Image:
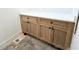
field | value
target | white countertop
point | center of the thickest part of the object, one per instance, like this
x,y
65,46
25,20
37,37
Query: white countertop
x,y
57,16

--*--

> **TASK DIRECTIONS**
Give back every line of the material above that has the word "countertop" in it, and leave out all the other lines.

> **SOLUTION TO THE PROBLEM**
target | white countertop
Query: white countertop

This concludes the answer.